#### What the exercise asks:
Would you set down the data that follows, word for word, without any pictures?

[Opening Dataset section]

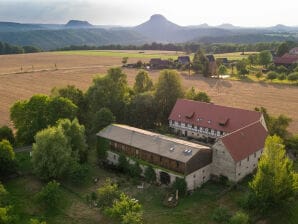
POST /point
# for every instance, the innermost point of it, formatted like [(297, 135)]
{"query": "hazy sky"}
[(134, 12)]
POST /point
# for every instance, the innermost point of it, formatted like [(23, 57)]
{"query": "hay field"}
[(79, 70)]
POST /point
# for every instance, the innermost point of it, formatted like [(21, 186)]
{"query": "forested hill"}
[(156, 29)]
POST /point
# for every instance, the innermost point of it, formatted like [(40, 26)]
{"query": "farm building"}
[(234, 141), (171, 157)]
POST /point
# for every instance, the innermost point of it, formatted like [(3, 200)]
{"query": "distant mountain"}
[(78, 24), (157, 28), (228, 26)]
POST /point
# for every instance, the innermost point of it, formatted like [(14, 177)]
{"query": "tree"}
[(239, 218), (110, 91), (241, 67), (180, 185), (76, 96), (123, 206), (293, 77), (107, 194), (265, 58), (168, 90), (102, 118), (200, 63), (282, 49), (149, 174), (7, 159), (124, 60), (143, 103), (135, 170), (76, 139), (276, 125), (51, 153), (123, 164), (143, 82), (275, 181), (50, 195), (222, 70), (37, 113), (272, 75), (6, 133)]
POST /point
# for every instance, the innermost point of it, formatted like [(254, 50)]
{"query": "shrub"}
[(123, 164), (221, 215), (282, 76), (293, 76), (239, 218), (107, 194), (180, 185), (135, 170), (50, 195), (272, 75), (149, 174)]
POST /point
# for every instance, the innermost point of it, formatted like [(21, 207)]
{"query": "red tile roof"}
[(286, 59), (245, 141), (213, 116)]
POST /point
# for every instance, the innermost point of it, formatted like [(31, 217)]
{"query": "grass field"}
[(235, 56), (120, 54), (79, 70), (195, 208)]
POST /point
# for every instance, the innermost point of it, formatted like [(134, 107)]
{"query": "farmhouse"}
[(171, 157), (234, 141)]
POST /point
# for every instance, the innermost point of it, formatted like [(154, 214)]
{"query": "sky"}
[(249, 13)]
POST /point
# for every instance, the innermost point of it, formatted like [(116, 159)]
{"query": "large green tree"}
[(7, 159), (76, 96), (40, 111), (143, 82), (275, 180), (109, 91), (168, 90), (75, 134), (51, 153), (265, 58), (6, 133), (143, 111)]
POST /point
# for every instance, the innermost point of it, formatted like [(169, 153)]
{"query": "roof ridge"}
[(233, 132)]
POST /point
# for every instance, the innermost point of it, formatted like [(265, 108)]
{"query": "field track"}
[(21, 76)]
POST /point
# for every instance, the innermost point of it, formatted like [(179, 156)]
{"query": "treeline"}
[(6, 48), (187, 47)]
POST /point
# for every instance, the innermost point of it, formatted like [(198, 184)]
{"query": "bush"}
[(272, 75), (293, 76), (135, 170), (107, 194), (6, 133), (180, 185), (149, 174), (50, 195), (282, 76), (123, 164), (239, 218), (221, 215)]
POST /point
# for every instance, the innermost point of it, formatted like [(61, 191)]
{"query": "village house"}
[(233, 143)]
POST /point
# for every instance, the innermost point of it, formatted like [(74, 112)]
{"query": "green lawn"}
[(121, 54), (234, 56), (195, 208)]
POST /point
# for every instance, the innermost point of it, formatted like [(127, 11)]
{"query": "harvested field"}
[(80, 69)]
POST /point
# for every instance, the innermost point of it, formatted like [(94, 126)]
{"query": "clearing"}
[(39, 75)]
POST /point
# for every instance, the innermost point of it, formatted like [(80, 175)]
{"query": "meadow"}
[(43, 71)]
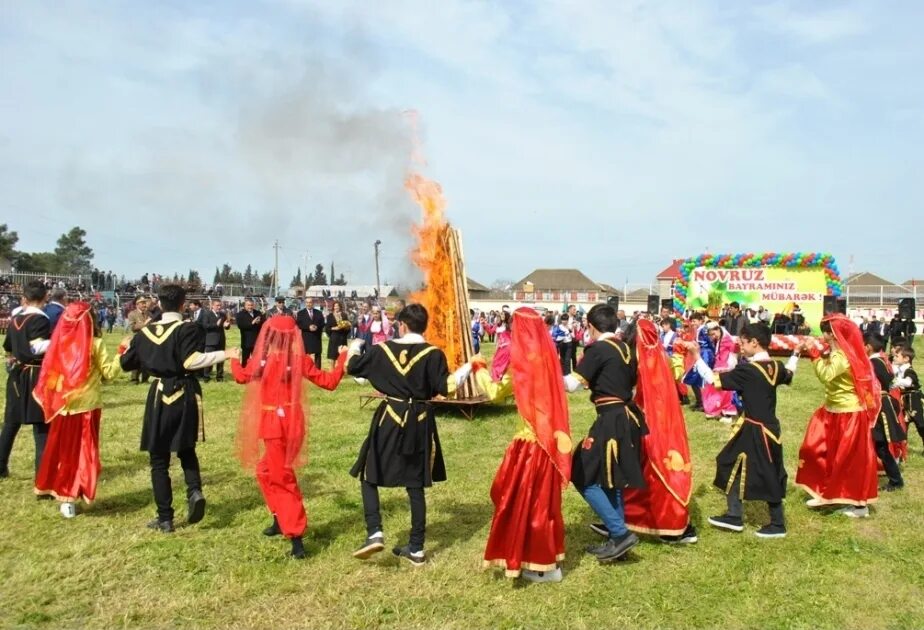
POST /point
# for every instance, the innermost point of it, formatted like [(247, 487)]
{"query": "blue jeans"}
[(608, 506)]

[Closing Dataset section]

#### Answer box:
POST /point
# for every instance, the innermost point of it, formatted like [(297, 135)]
{"query": "hazy sky"}
[(134, 12)]
POST /point
# for every instance, the innermost point of it, formatted like [(23, 57)]
{"query": "hay field"}
[(79, 70)]
POST /point
# for every instance, the innermost point of it, formatted like [(21, 186)]
{"query": "forested hill"}
[(156, 29)]
POST /point
# for every instance, the innermost point of it, formatted like [(40, 26)]
{"query": "farm building"}
[(234, 141), (171, 157)]
POST /point
# for every instance, the innermost point of it, formatted like [(3, 200)]
{"query": "distant mountain"}
[(78, 24), (157, 28), (228, 26)]
POST /point
# for every instance, the innermost point of it, formatted like [(14, 177)]
{"query": "tree"}
[(239, 218), (110, 91), (241, 67), (180, 185), (76, 96), (123, 206), (293, 77), (107, 194), (265, 58), (168, 90), (102, 118), (200, 63), (282, 49), (149, 174), (7, 159), (124, 60), (143, 103), (135, 170), (76, 139), (276, 125), (51, 153), (123, 164), (143, 82), (275, 181), (50, 195), (222, 70), (37, 113), (272, 75), (6, 133)]
POST /point
# for every instance, the innermost point of it, formatted like [(254, 50)]
{"query": "shrub"}
[(123, 164), (221, 215), (282, 76), (293, 76), (239, 218), (107, 194), (180, 185), (135, 170), (50, 195), (272, 75), (149, 174)]
POST /point
# for every instance, the innermost point of it, formatted like [(21, 207)]
{"query": "red tile roof"}
[(286, 59), (245, 141), (213, 116)]
POST /point
# for every instance, the innermost point of it, formatted like [(31, 217)]
{"query": "grass field"}
[(235, 56), (120, 54), (79, 70), (195, 208)]
POST /point
# for every instance, the innermost point of it, formatted like [(134, 107)]
{"query": "farmhouse"}
[(171, 157), (234, 141)]
POST /point
# for every instance, the innermost point of it, formatted like [(154, 214)]
{"query": "sky"}
[(249, 13)]
POST /point
# for every instance, the innermost point of it, formatted like [(116, 159)]
{"query": "large green tree"}
[(7, 159), (76, 96), (40, 111), (143, 82), (275, 180), (109, 91), (168, 90), (75, 134), (51, 153), (265, 58), (6, 133), (143, 111)]
POST /point
# for every instance, the innermost point of it, formatted like [(169, 153)]
{"query": "roof ridge"}
[(233, 132)]
POST /point
# for every instance, the innermost point of it, formatted like [(265, 108)]
{"query": "field track"}
[(21, 76)]
POST /point
# for every instance, the innermost point of it, formatted like [(179, 156)]
{"query": "treeline"}
[(6, 48), (187, 47)]
POST /point
# for every instance, the innermost point of it, formatted like [(198, 184)]
{"query": "bush"}
[(272, 75), (293, 76), (135, 170), (107, 194), (6, 133), (180, 185), (149, 174), (50, 195), (282, 76), (123, 164), (239, 218), (221, 215)]
POST /point
# for every instance, the innermost point of it, formatted like [(61, 191)]
{"query": "village house"}
[(233, 143)]
POST /point
# for every instance, the innermost point of it, formatted like [(74, 112)]
{"query": "green lawn"}
[(121, 54), (234, 56), (195, 208)]
POST /point
# for every instance, the innermost point of it, formatted like [(127, 11)]
{"query": "harvested field"}
[(80, 69)]
POST /point
# for every instance, the innermost point of it, formatted like [(94, 126)]
{"query": "clearing"}
[(39, 75)]
POST /point
# for every instance, the innermost point of it, formatted like [(80, 175)]
{"query": "meadow"}
[(43, 71)]
POST /point
# for every instance, the innermost point of it, formatted like [(247, 487)]
{"query": "blue jeans"}
[(608, 506)]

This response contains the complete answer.